Requirements — Reproduce the data below word for word, starting at the line that contains "Where can the white pickup" and ending with the final line of the data. Give only those lines.

*** Exercise data

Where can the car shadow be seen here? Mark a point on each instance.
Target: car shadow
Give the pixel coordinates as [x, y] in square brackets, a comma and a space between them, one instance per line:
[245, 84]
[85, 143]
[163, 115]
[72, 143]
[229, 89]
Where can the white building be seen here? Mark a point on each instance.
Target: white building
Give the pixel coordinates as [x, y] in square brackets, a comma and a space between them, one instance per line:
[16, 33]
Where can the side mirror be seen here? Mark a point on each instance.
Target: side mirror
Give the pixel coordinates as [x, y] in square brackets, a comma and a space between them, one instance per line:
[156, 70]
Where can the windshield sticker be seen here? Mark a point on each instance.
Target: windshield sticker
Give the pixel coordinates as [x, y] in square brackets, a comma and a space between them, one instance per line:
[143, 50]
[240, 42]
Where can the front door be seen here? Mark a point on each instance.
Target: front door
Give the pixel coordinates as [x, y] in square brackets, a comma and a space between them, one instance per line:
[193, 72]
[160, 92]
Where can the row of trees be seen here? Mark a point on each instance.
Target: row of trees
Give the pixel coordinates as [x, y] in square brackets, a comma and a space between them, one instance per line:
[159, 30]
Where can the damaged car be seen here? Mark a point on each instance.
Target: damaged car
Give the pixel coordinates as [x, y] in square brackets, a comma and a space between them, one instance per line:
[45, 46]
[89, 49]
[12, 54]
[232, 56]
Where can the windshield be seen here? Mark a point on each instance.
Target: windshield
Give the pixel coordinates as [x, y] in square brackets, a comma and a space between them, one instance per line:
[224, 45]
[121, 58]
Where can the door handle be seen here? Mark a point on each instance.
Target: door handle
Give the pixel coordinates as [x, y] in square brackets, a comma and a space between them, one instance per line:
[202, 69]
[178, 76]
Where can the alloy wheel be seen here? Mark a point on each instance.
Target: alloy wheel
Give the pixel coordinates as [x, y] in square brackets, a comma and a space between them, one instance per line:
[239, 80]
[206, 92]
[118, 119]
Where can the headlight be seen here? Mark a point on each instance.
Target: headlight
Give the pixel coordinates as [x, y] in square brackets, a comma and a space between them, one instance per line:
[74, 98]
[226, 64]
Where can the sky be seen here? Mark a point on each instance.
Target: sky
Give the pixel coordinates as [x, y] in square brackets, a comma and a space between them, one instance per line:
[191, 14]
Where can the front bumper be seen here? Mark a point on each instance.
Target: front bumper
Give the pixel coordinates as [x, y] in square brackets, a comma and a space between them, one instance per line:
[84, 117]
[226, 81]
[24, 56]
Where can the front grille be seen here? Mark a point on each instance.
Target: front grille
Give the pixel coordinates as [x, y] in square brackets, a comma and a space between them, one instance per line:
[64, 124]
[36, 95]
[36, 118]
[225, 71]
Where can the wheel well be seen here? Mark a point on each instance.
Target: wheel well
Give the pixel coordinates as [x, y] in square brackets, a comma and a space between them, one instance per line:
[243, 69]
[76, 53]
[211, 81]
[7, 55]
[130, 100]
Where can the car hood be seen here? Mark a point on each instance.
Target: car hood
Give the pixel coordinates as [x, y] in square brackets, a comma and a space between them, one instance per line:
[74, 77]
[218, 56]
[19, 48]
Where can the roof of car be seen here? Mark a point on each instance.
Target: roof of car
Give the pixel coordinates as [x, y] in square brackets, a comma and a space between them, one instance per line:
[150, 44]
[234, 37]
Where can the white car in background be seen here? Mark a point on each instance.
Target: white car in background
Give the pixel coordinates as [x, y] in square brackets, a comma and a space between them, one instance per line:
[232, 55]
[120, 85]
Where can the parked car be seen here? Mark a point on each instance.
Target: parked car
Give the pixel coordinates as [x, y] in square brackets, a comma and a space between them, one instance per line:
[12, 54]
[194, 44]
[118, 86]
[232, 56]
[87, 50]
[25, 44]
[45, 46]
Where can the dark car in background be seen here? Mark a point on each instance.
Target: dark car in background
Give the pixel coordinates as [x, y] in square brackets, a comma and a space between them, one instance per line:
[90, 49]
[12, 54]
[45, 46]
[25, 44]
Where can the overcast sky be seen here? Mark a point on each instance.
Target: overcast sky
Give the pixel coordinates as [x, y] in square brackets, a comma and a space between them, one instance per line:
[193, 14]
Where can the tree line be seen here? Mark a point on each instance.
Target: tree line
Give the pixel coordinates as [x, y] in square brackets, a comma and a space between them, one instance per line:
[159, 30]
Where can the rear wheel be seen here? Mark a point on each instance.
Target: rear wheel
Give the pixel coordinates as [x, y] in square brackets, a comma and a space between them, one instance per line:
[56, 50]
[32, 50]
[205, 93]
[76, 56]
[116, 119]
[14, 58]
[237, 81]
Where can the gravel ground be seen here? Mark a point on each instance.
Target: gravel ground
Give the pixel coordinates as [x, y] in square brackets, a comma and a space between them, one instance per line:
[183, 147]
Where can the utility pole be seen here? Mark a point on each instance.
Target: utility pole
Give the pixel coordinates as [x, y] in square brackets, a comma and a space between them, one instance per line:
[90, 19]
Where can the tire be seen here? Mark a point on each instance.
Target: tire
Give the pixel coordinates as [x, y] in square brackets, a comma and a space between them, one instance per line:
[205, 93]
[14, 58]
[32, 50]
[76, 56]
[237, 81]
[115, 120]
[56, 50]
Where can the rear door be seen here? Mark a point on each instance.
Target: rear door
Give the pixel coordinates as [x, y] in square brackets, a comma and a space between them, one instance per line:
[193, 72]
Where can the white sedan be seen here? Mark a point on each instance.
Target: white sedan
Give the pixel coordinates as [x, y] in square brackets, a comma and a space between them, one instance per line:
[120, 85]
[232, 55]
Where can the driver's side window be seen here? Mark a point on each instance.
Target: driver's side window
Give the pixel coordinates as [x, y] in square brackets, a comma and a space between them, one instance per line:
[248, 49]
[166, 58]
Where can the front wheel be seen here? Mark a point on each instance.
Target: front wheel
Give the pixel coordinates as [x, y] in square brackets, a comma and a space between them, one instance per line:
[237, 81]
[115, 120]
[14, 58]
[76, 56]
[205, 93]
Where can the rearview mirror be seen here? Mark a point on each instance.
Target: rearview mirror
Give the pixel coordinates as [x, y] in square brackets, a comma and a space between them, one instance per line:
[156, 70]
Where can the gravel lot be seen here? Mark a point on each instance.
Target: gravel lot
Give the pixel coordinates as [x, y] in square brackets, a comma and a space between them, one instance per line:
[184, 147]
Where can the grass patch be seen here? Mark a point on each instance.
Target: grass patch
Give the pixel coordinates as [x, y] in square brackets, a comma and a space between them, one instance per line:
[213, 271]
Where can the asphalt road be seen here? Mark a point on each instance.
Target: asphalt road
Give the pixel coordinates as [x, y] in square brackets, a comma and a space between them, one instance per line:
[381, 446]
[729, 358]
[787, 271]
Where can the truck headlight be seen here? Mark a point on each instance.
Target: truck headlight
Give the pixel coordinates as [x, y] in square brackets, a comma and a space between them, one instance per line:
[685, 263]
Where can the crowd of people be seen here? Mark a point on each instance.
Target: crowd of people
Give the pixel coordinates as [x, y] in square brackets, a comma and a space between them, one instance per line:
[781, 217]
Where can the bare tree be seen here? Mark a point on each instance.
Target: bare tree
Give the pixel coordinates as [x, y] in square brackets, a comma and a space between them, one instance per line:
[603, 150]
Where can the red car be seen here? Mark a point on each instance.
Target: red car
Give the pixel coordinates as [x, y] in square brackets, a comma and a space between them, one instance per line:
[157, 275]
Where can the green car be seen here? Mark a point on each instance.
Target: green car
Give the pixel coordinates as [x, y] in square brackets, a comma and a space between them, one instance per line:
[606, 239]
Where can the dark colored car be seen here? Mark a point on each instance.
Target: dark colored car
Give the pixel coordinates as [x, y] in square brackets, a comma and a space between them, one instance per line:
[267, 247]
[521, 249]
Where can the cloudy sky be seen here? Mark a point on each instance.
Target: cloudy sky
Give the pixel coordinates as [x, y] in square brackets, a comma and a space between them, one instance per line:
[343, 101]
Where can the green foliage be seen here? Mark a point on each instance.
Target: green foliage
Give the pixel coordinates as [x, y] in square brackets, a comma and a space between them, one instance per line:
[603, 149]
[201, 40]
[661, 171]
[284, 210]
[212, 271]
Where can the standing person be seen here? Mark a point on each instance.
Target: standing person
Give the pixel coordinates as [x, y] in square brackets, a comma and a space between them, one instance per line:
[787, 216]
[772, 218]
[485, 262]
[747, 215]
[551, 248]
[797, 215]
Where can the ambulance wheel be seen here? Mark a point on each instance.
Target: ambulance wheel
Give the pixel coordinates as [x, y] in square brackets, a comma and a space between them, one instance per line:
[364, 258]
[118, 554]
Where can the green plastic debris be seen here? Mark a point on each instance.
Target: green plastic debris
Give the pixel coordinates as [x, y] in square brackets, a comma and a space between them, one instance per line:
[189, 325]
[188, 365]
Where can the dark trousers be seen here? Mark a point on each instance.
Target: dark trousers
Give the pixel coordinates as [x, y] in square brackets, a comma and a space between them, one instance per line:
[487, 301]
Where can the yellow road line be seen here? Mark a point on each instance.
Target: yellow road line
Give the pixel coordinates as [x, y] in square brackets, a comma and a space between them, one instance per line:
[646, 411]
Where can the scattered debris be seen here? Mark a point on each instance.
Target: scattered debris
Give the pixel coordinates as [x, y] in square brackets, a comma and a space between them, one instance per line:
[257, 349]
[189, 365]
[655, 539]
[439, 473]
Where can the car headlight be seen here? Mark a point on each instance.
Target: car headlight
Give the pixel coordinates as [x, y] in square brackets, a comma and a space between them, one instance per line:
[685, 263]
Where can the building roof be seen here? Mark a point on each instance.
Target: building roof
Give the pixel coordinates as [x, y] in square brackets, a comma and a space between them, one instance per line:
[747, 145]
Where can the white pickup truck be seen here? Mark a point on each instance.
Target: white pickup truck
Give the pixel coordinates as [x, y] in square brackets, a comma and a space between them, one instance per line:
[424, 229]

******

Final result —
Where can the white pickup truck be seen here? Mark a point on each instance.
Target: white pickup truck
Give the pixel coordinates as [x, y] in square brackets, a comma and a space between them, one instance per line:
[424, 229]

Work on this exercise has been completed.